TEXT SEGMENT:
##############################
Can the maximum single sell profit by divide and conquer be O(n)?

Question

The single sell profit problem is:

Given a list of prices on each day, find the maximum profit that could have been made by buying on one of the days and selling on a later day.

There is a solution with a single scan that is easy to implement and runs in $O(n)$. This question is not about that. It's about the divide-and-conquer solution.

I've read twice that the divide-and-conquer solution to this problem is $O(n \log n)$: once when this problem is discussed in Elements of Programming Interviews in Python by Aziz, Lee and Prakash (it's problem 5.6), and once in these PDF lecture notes by Kevin Zatloukal of UW (page 23). Both these sources say the divide and conquer solution is slower than a simple scan.

Neither source presents an implementation (it's not the best approach, so fair enough), and the descriptions are a little terse, but reading between the lines they seem to describe a simple divide-and-conquer down to a base case of a single element, whether the merged result is the maximum of the best trade in the two subproblems and the maximum price in the right minus the maximum price in the left.

Here's that in Python

def best_trade(prices: List[int]) -> int:
    if len(prices) < 2:
        return 0
    else:
        best_left = best_trade_2(prices[: len(prices) // 2])
        best_right = best_trade_2(prices[len(prices) // 2 :])
        return max(
            best_left,
            best_right,
            max(prices[len(prices) // 2 :]) - min(prices[: len(prices) // 2]),
        )

The running time of this for a problem of size $n$, $T(n) = 2 T(n/2) + O(n)$ because the max/min call outside the recursion are O(n). By the Master Method analysis this means the algorithm has time complexity $O(n \log n)$ ($a = 2$, $b = 2$, $d = 1$ so we're in the $a = b^d$ case where the complexity is $O(n^d \log n)$).

My question is: can this problem be solved by divide-and-conquer in $O(n)$?

Answer 1

Answering my own question, yes! The trick is to do the work to compute the max and min of the sublists in the divide-and-conquer recursion rather than when merging the results.

To do this, you need an inner function that returns not just the best trade in a subproblem, but also it's min and max. The combine step is then $O(1)$ rather than $O(n)$.

Here's what that looks like:

def best_trade(prices: List[int]) -> int:
    """
    Divide-and-conquer in O(n).
    """
##############################
DATA RECORDS:
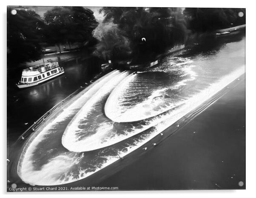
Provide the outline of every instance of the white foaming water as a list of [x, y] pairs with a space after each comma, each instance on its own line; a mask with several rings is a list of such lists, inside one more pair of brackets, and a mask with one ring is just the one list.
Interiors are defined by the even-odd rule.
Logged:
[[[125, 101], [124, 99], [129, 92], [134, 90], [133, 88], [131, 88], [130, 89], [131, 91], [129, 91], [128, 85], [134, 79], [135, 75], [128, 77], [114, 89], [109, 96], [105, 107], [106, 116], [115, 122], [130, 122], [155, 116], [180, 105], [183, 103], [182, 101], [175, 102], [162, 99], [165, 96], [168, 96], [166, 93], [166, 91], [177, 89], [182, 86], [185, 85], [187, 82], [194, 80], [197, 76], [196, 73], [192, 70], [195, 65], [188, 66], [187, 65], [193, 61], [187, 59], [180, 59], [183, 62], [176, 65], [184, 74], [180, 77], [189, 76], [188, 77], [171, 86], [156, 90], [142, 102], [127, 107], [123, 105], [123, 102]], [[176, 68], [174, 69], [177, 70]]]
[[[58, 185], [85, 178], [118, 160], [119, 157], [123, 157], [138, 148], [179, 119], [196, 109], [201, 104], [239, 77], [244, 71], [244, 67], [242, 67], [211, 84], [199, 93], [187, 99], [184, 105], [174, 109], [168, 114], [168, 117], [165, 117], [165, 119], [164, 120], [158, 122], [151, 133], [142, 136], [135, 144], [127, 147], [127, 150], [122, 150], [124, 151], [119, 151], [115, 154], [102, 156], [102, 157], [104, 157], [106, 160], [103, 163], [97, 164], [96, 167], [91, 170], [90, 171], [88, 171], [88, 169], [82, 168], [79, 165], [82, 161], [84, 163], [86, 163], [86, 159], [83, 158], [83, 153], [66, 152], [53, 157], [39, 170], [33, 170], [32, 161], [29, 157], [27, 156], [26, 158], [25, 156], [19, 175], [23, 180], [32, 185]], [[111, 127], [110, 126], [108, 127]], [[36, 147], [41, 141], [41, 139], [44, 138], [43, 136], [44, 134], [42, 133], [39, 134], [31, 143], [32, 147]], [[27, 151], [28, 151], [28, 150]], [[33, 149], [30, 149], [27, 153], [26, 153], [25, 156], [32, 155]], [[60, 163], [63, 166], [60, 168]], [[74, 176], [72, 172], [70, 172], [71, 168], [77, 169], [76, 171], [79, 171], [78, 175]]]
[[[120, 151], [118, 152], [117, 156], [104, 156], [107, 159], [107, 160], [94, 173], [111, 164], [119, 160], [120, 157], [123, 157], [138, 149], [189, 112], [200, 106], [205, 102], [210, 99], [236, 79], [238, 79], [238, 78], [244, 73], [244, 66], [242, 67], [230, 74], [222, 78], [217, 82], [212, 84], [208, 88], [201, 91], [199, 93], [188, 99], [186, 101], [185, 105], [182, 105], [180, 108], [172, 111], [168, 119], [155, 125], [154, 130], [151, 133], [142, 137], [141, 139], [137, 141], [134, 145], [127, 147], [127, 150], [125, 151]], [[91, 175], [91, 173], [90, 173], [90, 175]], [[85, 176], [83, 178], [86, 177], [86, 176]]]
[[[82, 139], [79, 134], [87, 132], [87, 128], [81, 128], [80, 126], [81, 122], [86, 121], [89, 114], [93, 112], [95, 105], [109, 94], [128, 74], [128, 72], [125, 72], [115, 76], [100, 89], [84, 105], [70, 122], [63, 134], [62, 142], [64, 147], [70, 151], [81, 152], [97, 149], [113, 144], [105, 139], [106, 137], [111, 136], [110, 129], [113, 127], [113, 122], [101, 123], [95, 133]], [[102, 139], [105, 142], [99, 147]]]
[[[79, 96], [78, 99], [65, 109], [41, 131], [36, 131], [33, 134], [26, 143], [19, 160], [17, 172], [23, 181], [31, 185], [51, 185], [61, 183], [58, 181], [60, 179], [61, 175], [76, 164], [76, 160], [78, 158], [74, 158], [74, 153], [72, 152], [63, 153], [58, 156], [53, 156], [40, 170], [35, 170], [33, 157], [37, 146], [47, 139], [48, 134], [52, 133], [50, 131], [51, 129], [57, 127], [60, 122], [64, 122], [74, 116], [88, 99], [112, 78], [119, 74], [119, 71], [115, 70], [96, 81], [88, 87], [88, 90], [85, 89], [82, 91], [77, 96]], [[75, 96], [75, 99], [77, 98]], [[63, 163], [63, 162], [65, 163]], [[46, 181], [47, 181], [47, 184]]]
##############################
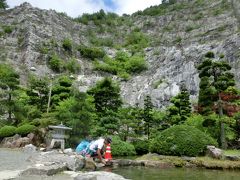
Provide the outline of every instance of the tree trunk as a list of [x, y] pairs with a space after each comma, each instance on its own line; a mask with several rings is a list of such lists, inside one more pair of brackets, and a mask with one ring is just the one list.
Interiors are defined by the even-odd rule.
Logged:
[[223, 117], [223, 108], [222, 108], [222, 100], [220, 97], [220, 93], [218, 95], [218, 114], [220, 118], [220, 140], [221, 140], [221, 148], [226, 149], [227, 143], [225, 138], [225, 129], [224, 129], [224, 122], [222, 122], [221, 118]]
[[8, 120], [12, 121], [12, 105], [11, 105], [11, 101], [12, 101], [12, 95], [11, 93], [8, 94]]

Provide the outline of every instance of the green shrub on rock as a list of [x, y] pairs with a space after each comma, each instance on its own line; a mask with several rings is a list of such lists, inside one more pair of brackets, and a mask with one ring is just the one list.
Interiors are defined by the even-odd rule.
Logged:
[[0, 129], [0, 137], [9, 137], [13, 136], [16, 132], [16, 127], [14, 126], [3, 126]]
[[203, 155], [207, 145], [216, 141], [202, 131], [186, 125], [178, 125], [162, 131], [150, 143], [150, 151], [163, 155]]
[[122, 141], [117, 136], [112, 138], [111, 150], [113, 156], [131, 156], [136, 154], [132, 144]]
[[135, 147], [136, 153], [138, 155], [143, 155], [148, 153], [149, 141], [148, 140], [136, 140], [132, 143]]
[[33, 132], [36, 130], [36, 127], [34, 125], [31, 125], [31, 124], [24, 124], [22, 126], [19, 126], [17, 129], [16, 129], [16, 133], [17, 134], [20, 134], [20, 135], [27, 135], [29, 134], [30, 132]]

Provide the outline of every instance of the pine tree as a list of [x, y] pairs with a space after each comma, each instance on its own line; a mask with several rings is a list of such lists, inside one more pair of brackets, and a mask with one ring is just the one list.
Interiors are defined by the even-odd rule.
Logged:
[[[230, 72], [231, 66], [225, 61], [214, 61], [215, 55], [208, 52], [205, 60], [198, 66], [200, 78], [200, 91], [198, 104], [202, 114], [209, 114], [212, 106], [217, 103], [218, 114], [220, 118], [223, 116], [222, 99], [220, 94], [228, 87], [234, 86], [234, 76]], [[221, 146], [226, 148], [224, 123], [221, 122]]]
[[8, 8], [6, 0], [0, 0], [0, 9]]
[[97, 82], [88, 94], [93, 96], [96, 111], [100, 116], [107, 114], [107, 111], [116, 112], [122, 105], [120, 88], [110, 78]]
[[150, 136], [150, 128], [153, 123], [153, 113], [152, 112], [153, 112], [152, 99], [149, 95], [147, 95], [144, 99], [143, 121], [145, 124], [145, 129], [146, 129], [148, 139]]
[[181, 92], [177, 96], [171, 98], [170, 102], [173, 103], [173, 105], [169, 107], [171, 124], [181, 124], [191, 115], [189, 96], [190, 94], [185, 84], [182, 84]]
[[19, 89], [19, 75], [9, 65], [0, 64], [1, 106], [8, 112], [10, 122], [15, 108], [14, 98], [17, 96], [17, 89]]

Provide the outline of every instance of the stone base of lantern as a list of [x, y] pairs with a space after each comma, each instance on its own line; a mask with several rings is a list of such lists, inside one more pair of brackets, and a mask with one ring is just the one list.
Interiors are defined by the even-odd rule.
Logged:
##############################
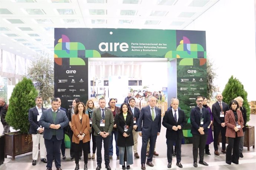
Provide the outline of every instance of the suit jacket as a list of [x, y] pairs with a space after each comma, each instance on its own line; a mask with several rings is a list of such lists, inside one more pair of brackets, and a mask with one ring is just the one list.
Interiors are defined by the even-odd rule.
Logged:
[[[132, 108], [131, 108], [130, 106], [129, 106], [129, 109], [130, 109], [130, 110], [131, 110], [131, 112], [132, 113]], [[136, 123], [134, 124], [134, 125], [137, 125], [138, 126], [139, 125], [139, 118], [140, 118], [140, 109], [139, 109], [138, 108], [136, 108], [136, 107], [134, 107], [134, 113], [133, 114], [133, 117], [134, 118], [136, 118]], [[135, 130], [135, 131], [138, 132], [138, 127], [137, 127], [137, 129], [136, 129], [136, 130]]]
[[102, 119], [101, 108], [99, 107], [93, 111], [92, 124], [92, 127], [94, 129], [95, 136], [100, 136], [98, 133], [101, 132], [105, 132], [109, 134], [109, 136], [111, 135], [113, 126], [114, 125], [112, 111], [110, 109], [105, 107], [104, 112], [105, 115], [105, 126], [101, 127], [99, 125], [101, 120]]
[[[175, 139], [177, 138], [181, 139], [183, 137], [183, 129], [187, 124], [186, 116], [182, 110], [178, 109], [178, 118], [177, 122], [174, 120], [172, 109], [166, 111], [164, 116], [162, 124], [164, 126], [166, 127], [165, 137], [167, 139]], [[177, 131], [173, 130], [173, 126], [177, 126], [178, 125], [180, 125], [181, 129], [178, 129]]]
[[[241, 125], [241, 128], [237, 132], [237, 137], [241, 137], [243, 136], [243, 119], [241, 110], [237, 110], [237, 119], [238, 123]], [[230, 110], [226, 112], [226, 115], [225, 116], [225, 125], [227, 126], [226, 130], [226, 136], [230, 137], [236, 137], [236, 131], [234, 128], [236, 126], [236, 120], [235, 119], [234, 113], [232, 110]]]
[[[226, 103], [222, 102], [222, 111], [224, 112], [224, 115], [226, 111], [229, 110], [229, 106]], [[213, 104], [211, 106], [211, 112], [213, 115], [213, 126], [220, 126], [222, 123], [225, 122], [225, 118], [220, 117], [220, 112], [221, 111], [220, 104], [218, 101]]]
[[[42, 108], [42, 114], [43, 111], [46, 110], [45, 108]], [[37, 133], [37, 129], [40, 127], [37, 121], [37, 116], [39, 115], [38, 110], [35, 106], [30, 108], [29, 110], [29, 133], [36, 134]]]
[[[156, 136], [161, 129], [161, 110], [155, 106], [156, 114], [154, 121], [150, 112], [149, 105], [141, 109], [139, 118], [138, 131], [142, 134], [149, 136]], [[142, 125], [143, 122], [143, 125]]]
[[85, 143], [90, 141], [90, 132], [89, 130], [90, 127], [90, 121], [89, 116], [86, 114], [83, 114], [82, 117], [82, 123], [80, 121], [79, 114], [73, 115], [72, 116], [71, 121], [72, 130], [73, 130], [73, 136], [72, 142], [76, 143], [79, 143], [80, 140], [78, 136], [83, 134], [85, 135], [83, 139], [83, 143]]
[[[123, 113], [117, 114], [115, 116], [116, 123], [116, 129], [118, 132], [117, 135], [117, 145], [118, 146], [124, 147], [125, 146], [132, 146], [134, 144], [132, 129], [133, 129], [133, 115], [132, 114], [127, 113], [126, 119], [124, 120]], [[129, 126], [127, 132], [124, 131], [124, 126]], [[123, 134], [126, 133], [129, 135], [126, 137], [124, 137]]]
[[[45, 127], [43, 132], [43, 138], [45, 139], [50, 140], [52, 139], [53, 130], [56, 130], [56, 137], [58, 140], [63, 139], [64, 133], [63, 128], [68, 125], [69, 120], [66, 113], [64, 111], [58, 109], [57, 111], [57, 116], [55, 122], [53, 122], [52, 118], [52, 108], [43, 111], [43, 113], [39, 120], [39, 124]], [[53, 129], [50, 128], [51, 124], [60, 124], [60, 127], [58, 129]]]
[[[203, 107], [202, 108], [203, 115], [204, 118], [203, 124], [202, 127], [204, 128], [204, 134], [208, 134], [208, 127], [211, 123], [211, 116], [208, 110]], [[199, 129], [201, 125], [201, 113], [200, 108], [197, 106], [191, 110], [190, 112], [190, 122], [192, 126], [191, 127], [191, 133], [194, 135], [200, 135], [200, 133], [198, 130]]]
##############################
EXERCISES TO COMPLETE:
1. In the text on the single sell profit problem, what makes the combine step O(1) instead of O(n)?
2. Please rewrite the paragraph beginning "I've read twice" from the text on the single sell profit problem as a short bulleted list that keeps its main facts.
3. Write what comes next in the text on the single sell profit problem, starting right after its last line.

RESULTS BY TASK:
1. An inner function returns the best trade in each subproblem along with that subproblem's min and max.

2.
- Two sources say the divide-and-conquer solution is O(n log n).
- The first is Elements of Programming Interviews in Python by Aziz, Lee and Prakash, problem 5.6.
- The second is PDF lecture notes by Kevin Zatloukal of UW, page 23.
- Both say this approach is slower than a simple scan.

3.
    def f(start: int, end: int) -> Tuple[int, int, int]:
        if start == end:
            return 0, prices[start], prices[start]
        else:
            best_left, min_left, max_left = f(
                start,
                start + (end - start) // 2,
            )
            best_right, min_right, max_right = f(
                start + (end - start) // 2 + 1,
                end,
            )
            return (
                max(best_left, best_right, max_right - min_left),
                min(min_left, min_right),
                max(max_left, max_right),
            )

    # `else 0` for the corner case where prices = []
    return f(0, len(prices) - 1)[0] if prices else 0

Note that the inner function passes the start and end index of the subproblem down the stack, rather than taking slices, because taking slices is $O(k)$, where $k$ is the length of the slice. By passing pointers we keep the work done outside the recursion to $O(1)$.

With this implementation, $T(n) = 2 T(n/2) + O(1)$ which implies this divide-and-conquer algorithm is $O(n)$.

The general pattern here is to do more work (or return more information) than is strictly necessary in the recursion to reduce the work outside the recursion. In this case, the "extra" work done inside the recursion is trivial, so the running time is significantly reduced, at the cost of a slightly less legible bit of code.

One final point: of course the single scan solution is also $O(n)$ and significantly simpler than either divide-and-conquer solution:

def best_trade(prices: List[int]) -> int:
    """
    Single scan in O(n).
    """
    if not prices:
        return 0
    lowest = prices[0]
    best = 0
    for p in prices:
        lowest = min(p, lowest)
        best = max(best, p - lowest)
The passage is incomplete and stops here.